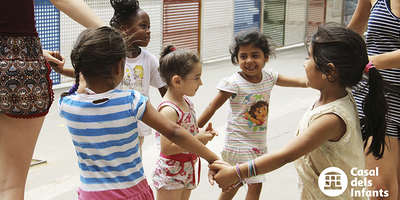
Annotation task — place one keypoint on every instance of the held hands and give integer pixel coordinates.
(207, 134)
(224, 174)
(55, 59)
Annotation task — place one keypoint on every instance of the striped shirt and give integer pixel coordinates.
(247, 112)
(105, 137)
(383, 36)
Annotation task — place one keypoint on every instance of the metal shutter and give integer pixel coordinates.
(181, 23)
(274, 20)
(47, 19)
(247, 14)
(217, 29)
(316, 15)
(154, 9)
(296, 16)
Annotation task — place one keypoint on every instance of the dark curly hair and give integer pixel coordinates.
(251, 36)
(95, 52)
(336, 44)
(123, 11)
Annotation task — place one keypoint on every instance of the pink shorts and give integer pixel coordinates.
(141, 191)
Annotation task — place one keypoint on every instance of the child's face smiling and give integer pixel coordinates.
(139, 29)
(251, 60)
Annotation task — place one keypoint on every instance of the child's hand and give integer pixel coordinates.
(207, 134)
(55, 59)
(224, 174)
(210, 130)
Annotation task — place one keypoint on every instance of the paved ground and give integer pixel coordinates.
(58, 179)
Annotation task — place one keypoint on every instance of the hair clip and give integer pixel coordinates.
(368, 67)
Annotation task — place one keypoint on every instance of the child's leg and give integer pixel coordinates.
(17, 142)
(228, 195)
(185, 194)
(163, 194)
(254, 191)
(388, 168)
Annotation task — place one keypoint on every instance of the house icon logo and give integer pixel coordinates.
(332, 181)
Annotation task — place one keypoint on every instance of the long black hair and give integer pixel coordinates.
(96, 52)
(346, 50)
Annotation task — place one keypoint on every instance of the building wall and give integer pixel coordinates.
(217, 24)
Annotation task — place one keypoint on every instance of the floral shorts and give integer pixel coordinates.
(25, 84)
(236, 155)
(181, 178)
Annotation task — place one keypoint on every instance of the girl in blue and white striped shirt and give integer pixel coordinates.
(103, 121)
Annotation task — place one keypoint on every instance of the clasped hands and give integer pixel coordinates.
(224, 174)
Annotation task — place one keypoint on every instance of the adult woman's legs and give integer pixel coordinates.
(17, 142)
(389, 170)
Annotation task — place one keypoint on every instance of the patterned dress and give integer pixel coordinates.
(247, 117)
(177, 171)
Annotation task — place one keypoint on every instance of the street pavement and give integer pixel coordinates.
(58, 178)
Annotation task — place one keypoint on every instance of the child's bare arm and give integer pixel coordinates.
(176, 134)
(168, 147)
(57, 62)
(327, 127)
(207, 134)
(289, 81)
(214, 105)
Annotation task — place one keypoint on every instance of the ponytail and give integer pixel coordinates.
(375, 108)
(74, 87)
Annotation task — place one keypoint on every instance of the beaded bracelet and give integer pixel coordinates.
(250, 166)
(243, 181)
(254, 167)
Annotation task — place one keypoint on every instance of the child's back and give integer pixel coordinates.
(346, 153)
(105, 137)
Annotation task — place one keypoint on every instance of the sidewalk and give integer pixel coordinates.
(58, 179)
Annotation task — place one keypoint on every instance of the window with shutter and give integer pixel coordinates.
(181, 23)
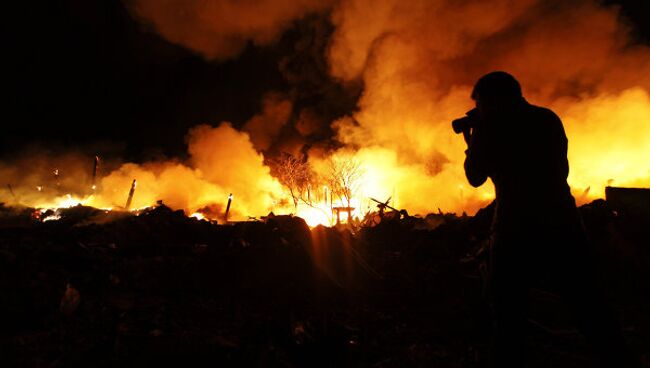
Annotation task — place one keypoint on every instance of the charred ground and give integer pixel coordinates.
(111, 289)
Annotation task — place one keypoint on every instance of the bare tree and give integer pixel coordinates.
(345, 177)
(296, 175)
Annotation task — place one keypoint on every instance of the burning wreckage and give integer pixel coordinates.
(108, 286)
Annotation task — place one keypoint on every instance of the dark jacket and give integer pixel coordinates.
(524, 153)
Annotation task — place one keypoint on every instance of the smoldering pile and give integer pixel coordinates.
(160, 286)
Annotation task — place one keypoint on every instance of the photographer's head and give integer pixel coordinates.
(496, 92)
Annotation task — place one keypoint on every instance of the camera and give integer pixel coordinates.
(465, 123)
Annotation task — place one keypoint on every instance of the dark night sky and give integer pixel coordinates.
(76, 72)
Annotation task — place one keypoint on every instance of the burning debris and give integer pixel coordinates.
(157, 285)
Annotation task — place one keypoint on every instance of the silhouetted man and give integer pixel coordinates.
(537, 233)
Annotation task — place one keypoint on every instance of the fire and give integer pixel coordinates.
(418, 61)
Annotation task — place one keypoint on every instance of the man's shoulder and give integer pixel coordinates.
(543, 112)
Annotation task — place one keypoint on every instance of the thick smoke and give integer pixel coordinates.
(220, 29)
(417, 61)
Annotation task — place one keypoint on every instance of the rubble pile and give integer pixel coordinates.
(106, 288)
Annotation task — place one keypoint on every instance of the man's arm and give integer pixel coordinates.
(476, 169)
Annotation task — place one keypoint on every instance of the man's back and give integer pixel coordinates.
(524, 153)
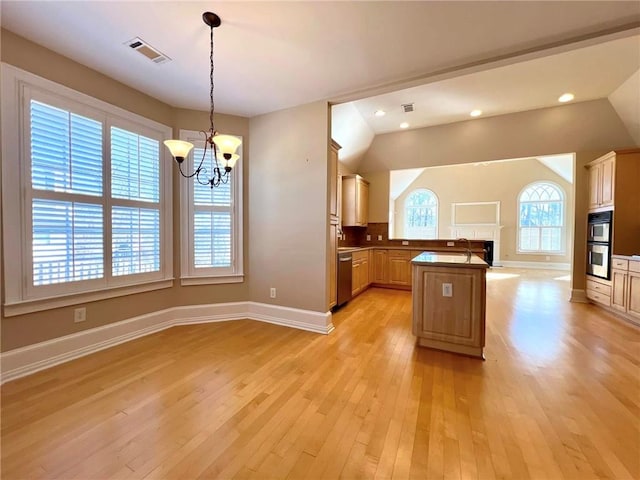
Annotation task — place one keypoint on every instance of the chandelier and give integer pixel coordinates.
(224, 146)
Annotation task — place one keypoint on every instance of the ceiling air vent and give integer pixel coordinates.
(407, 107)
(147, 50)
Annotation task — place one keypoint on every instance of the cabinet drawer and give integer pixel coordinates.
(599, 297)
(359, 256)
(619, 263)
(599, 288)
(403, 254)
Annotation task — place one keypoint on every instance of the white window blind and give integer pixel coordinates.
(212, 228)
(66, 151)
(211, 218)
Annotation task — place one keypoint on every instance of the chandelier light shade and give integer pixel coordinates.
(222, 147)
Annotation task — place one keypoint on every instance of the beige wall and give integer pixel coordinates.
(288, 206)
(31, 328)
(588, 129)
(491, 182)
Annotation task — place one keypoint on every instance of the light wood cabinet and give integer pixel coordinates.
(622, 294)
(399, 267)
(355, 201)
(454, 322)
(359, 272)
(633, 292)
(614, 184)
(380, 266)
(602, 182)
(599, 291)
(619, 280)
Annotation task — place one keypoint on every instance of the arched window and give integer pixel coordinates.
(541, 218)
(421, 214)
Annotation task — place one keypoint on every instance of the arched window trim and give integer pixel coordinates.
(561, 250)
(422, 232)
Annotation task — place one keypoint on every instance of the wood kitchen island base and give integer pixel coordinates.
(449, 299)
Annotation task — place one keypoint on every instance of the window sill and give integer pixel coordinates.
(541, 252)
(38, 305)
(187, 281)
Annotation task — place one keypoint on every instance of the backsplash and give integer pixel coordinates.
(357, 237)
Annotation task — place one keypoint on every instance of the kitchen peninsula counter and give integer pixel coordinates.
(449, 302)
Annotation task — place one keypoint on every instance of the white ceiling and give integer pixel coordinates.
(274, 55)
(589, 73)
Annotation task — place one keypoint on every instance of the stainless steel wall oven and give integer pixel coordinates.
(599, 244)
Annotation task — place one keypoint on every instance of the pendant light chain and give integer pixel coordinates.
(211, 83)
(225, 145)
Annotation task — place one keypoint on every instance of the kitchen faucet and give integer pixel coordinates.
(468, 252)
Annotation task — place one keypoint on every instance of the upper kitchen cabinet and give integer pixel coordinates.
(614, 181)
(355, 201)
(602, 182)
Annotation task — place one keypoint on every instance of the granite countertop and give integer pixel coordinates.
(449, 260)
(626, 257)
(406, 247)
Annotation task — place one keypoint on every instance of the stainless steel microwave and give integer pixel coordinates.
(599, 227)
(598, 255)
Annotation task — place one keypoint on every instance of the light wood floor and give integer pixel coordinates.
(557, 397)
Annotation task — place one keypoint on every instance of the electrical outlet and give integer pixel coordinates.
(79, 315)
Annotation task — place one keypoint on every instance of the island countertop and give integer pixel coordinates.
(449, 260)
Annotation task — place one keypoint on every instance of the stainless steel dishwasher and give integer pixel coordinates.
(344, 277)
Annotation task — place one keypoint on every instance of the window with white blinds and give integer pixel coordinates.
(212, 228)
(91, 193)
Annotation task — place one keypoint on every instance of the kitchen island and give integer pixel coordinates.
(449, 302)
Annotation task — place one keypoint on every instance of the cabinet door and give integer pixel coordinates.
(364, 273)
(380, 267)
(607, 182)
(363, 202)
(594, 185)
(400, 268)
(355, 278)
(633, 305)
(619, 290)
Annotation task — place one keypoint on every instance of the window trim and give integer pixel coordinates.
(18, 86)
(563, 227)
(404, 209)
(189, 275)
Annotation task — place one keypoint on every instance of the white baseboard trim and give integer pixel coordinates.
(565, 267)
(33, 358)
(578, 296)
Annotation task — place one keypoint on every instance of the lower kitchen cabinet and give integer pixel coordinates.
(360, 272)
(399, 267)
(380, 266)
(621, 295)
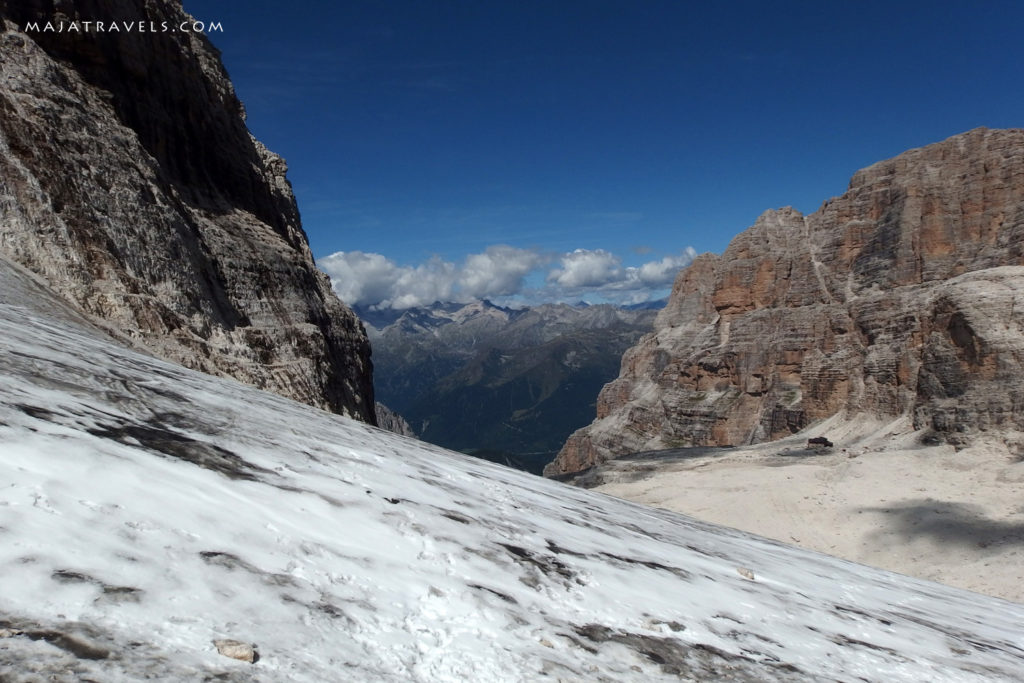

|---|

WHAT YOU ARE ASKED TO DO
State how many lines of the material above contain the word "bare", and reply with only that number.

THE OUTPUT
2